Verilen metin:
Öcalan’ın silah bırakma çağrısı yapmasına bu partilerin karşı çıkacağı mı düşünülüyor?

“Güç verdikleri yeni paradigma” silahların kayıtsız şartsız bırakılması ve Suriye’deki uzantısı dahil örgütün kendini feshetmesiyse ve konunun “Kürt kardeşlerimizle ilgisi yok” ise bu heyetler niye gidip geliyor?

* * *

Milletvekillerinin söz özgürlüğü yok mu?

İmralı heyeti TBMM’de parti gruplarını dolaşırken, 14 milletvekilinin yasama dokunulmazlığının kaldırılması ile ilgili Cumhurbaşkanlığı tezkereleri TBMM Başkanlığı’na ulaştı. Orada burada konuşmuşlar, söyledikleri sözlerin bazılarının Cumhurbaşkanı’nın hoşuna gitmeyeceğini düşünen savcılar da fezlekeyi basmışlar! Ya adı bir türlü konulamayan “yeni paradigma” için söyleyecekleri de savcıların hoşuna gitmezse ne olacak?

 

Adı olmayan “bu şey” için adres olarak TBMM gösteriliyor.

Cumhurbaşkanlığı sistemine geçtiğimizden beri Meclis aslına bakarsanız her önemli mesele için “dış kapının mandalı” konumunda.

Ne yürütmeyi denetleyebilecek bir gücü var ne de bunu yapma niyeti.

Ama “bu şey” her ne ise onun adresi TBMM imiş, iktidarı da muhalefeti de adresi böyle tarif ediyor.

“Bu şey” heyeti TBMM’de parti gruplarını dolaşırken, 14 milletvekilinin yasama dokunulmazlığının kaldırılması ile ilgili Cumhurbaşkanlığı tezkereleri TBMM Başkanlığı’na ulaştı.

Aralarında CHP, İYİP, DEMP Genel Başkanları da olan 14 milletvekili hakkında 17 tezkere!

Bu milletvekilleri ne suçlar işlemiş ki Cumhurbaşkanlığı, TBMM’ye yazı yazıp, “dokunulmazlıklarını kaldırın, mahkemelerde yargılansınlar” diyor diye baktım.

Hayır; cinayet, uyuşturucu kaçakçılığı, altın kaçakçılığı, müessir fiil gibi suçlar yok.

Orada burada konuşmuşlar, söyledikleri sözlerin bazılarının Cumhurbaşkanı’nın hoşuna gitmeyeceğini düşünen savcılar da fezlekeyi basmışlar!

Konuştukları ve söyledikleri sözleri rejimin bekçilerine beğendiremedikleri için dokunulmazlıkları kaldırılacak, mahkemede yargılanacaklar.

Savcılar sadece muhalif milletvekillerinin konuşmalarını beğenmemişler, iktidar milletvekillerinden filan gayet memnun görünüyorlar.

Milletvekillerinin bile söz söyleme özgürlüğünün olmadığı bir ülkede yaşıyoruz.

Ya adı bir türlü konulamayan “yeni paradigma” için söyleyecekleri de savcıların hoşuna gitmezse ne olacak?

Ama “bu şey” için adres TBMM! Bu iş nasıl olacak?

Yapılacak işler:
(a) Verilen metne göre aşağıdaki soruları yanıtlayın.
(i) Cumhurbaşkanlığı tezkereleri kaç milletvekili hakkında, toplam kaç tezkere olarak gelmiştir?
(ii) Cumhurbaşkanlığı sistemine geçildiğinden beri Meclis her önemli mesele için hangi konumdadır?
(iii) Hakkında tezkere gelen milletvekilleri arasında hangi partilerin genel başkanları vardır?
(b) Milletvekillerinin dokunulmazlığıyla ilgili metni son cümlesinden sonra alıp sürdürün.

Verilen satırlar:
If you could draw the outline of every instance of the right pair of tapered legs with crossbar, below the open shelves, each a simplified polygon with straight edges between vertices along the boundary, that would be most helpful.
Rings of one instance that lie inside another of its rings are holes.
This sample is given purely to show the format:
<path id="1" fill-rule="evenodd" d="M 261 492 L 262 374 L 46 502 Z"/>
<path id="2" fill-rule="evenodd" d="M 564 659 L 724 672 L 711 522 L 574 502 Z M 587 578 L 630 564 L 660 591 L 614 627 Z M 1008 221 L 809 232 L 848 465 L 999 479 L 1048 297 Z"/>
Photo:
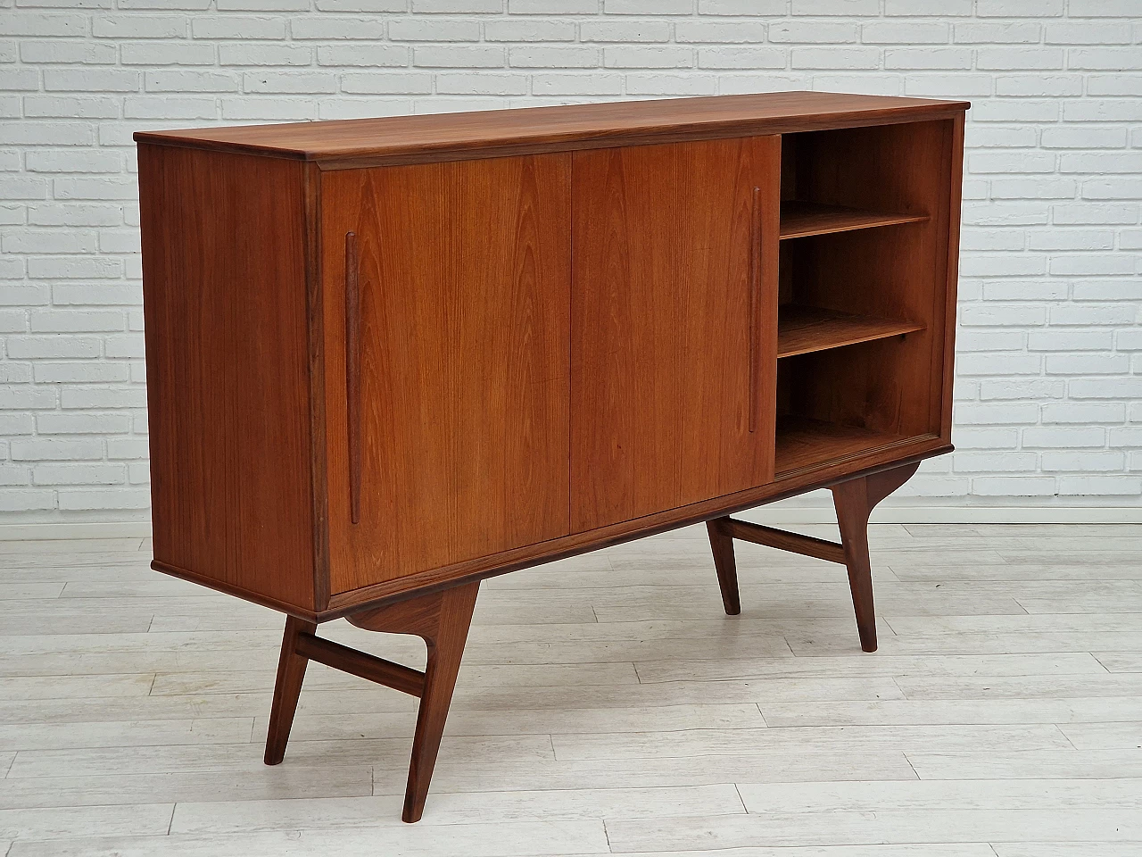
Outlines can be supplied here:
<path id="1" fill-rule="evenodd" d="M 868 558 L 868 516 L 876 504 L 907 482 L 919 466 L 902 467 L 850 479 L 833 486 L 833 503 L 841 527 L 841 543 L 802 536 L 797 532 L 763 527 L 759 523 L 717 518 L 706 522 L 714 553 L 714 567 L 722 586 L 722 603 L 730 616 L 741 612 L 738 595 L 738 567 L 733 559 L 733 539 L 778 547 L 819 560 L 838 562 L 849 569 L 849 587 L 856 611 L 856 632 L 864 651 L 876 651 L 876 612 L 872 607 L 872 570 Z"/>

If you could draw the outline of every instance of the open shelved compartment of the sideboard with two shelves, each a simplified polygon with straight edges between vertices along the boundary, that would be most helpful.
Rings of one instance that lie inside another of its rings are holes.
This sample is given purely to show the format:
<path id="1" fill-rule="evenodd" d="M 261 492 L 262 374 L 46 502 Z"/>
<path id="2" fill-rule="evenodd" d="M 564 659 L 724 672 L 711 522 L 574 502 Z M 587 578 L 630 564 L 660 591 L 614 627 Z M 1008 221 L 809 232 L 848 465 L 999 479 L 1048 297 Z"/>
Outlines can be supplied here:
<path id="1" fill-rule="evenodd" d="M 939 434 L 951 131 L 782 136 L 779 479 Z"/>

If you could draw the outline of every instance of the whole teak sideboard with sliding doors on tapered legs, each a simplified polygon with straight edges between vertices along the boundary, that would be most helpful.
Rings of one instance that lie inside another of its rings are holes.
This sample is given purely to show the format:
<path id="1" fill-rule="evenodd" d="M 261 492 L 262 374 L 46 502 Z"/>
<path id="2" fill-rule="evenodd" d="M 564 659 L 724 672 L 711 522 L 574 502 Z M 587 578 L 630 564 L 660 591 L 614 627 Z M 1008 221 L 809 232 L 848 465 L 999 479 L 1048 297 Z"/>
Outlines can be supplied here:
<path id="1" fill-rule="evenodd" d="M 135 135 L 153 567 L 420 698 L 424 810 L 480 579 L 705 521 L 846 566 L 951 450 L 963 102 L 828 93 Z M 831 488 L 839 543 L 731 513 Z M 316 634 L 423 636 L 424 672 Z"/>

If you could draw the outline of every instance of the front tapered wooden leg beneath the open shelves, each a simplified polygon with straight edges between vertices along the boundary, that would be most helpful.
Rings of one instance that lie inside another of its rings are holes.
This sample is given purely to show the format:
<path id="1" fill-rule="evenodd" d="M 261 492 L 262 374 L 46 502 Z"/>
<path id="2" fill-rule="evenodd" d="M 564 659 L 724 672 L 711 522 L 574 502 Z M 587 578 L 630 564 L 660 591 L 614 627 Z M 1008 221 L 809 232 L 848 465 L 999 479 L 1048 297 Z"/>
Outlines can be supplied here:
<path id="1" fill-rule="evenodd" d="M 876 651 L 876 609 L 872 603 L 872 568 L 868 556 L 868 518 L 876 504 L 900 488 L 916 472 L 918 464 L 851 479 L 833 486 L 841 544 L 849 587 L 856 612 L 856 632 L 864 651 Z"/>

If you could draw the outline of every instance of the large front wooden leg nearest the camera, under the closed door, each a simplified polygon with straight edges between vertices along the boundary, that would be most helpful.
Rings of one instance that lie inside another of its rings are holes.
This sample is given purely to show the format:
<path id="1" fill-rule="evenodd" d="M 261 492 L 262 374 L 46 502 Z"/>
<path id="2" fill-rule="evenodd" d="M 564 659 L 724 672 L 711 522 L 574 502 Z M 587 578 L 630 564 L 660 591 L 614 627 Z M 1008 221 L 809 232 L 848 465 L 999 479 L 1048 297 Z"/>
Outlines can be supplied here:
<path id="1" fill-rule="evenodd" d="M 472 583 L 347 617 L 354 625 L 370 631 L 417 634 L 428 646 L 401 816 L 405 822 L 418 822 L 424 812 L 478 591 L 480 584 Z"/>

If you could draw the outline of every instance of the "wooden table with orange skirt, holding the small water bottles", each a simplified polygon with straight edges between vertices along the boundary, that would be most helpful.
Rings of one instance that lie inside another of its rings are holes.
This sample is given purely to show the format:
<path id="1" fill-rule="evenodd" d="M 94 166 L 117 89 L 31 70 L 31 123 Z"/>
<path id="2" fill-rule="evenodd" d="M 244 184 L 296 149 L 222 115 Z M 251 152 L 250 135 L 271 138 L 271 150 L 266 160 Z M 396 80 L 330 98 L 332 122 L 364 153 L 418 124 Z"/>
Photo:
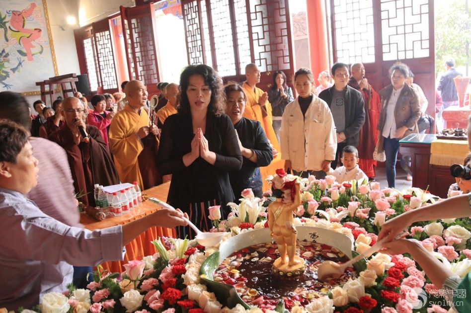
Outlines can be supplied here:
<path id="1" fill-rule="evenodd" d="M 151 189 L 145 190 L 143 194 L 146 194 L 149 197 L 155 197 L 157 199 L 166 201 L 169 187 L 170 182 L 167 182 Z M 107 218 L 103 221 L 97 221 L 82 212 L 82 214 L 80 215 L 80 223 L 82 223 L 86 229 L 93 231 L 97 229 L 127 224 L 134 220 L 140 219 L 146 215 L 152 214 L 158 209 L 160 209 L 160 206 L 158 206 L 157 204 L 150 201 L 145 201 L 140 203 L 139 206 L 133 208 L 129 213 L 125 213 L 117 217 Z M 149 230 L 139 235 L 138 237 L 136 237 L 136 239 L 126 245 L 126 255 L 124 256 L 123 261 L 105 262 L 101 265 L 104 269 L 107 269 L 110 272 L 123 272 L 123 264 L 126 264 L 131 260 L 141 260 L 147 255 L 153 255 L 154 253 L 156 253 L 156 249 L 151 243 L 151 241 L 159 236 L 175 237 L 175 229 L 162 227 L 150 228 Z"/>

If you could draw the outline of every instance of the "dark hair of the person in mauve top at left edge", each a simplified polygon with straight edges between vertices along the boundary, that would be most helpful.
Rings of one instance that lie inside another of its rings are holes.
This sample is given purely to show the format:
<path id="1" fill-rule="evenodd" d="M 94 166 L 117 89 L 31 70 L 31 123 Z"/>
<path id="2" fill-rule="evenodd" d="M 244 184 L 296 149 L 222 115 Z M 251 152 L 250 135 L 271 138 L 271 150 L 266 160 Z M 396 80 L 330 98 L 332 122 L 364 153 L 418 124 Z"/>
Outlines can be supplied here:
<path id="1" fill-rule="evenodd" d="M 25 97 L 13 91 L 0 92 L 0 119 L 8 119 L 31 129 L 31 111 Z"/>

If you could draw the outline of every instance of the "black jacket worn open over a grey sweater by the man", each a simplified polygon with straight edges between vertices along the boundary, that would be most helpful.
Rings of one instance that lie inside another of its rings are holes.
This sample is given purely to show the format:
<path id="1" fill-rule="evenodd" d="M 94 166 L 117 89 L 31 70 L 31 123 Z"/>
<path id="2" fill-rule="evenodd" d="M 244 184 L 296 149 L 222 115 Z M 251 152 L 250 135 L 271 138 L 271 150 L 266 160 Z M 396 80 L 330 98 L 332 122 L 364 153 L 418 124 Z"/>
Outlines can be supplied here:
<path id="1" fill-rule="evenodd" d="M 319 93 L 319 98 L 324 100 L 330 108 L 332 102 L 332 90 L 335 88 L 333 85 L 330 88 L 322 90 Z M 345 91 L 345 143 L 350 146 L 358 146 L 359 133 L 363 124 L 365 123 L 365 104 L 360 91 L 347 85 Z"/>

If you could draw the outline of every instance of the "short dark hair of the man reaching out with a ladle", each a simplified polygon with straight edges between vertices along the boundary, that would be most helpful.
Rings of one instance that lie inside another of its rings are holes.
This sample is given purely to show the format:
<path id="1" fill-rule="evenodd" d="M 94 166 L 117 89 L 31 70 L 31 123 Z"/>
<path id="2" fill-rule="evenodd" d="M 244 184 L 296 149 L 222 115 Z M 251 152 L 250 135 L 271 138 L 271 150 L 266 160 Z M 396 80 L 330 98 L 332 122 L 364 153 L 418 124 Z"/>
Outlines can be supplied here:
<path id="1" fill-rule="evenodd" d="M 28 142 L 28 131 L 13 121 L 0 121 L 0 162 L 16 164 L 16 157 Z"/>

Görev sonuçları:
(a)
(i) 14 milletvekili hakkında 17 tezkere gelmiştir.
(ii) Meclis "dış kapının mandalı" konumundadır.
(iii) CHP, İYİP ve DEMP genel başkanları vardır.

(b)
* * *

Savcıların merak ettikleri şeye bak!

Bir şey uydur, uysa da uydur uymasa da uydur, sosyal medyaya sal, savcılar da bunu “ihbar kabul edip” soruşturma başlatsın! “Menajerlik şirketi aracılığıyla televizyon dizisi sektöründe rekabeti bozmak” gibi bir suçlama da sadece bize özgü olmalı. “Eşcinsel ilişkisini saklamak için 5 milyon doları tık diye ödeyen iş adamı” fantezisi de bir başka alem

Serenay Sarıkaya’nın menajeri Ayşe Barım

Sanıyorum dünya yüzünde ilk kez bir ülkenin adalet sistemi, iki şöhretli artist arasındaki ilişkinin, gerçek bir aşk ilişkisi olup olmadığını soruşturuyor.

Böyle absürtlüklere her zaman rastlanmıyor. Yakında dünya televizyonlarının talk showlarında, stand up komedilerde filan altından girilip üstünden çıkılacak bir konu bu.

Konuyla ilgili olarak Serenay Sarıkaya’nın menajeri Ayşe Barım hakkında “yurt dışına çıkış yasağı” da kondu.

Ne olur ne olmaz, böyle “önemli bir suça” karıştıysa kaçmasın denilerekten!

Suçlama Serenay Sarıkaya ile Mert Demir arasında “kamuflaj amaçlı olarak ilişki kurulmasına aracılık etmek!"

TCK’yı tekrar taradım, bunun nasıl bir suç olduğunu bulamadım.

“Fuhuşa aracılık” suçuna uyar mı desem, uymuyor.

Çünkü iddia doğruysa zaten Mert Demir ile Serenay Sarıkaya arasında bir ilişki bile yok, her şey reklam amaçlı.

İlişki gerçekse, aşk ya da “seviyeli bir ilişki” söz konusuysa zaten iddia yalan.

Belli ki Ayşe Barım ve Serenay Sarıkaya yükseklerden birilerini fena kızdırmış.

Artık bu siyaseten eli kolu uzun biri midir, Serenay’da gözü vardı da yüz bulamayınca böyle mi intikam alıyor?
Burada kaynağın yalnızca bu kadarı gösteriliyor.